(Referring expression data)
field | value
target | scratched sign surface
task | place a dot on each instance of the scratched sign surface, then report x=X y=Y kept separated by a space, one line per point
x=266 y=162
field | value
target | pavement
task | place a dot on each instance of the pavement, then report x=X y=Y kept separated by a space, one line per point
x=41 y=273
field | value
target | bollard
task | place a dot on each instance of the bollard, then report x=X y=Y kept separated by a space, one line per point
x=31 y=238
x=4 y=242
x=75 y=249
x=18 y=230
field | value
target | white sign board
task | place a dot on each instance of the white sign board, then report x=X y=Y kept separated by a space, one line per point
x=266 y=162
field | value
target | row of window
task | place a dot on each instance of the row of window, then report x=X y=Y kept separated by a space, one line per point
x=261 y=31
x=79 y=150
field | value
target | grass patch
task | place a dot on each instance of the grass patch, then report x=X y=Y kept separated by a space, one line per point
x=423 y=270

*Work request*
Retype the data exactly.

*Exercise response*
field | value
target | scratched sign surface
task | place a dot on each instance of the scratched sign surface, then report x=X y=Y kept separated by a space, one line per point
x=266 y=162
field | value
target | pavement
task | place a dot on each instance of the pavement, then report x=X y=Y kept separated by a space, one line per point
x=41 y=273
field | value
target | bollard
task | place a dot on each instance of the bollard, then report x=X y=Y kept separated by a space, one line per point
x=31 y=238
x=4 y=242
x=75 y=249
x=18 y=230
field | value
target | white sign board
task | place a dot on each instance of the white sign board, then report x=X y=Y kept separated by a space, one line per point
x=266 y=162
field | value
target | row of window
task | place a dot on each instance of the row of window, then report x=X y=Y kept separated by a space, one line per point
x=261 y=31
x=79 y=150
field | value
target | grass patch
task | place a dot on each instance of the grass patch, then report x=X y=Y kept separated by a space, one line per point
x=423 y=270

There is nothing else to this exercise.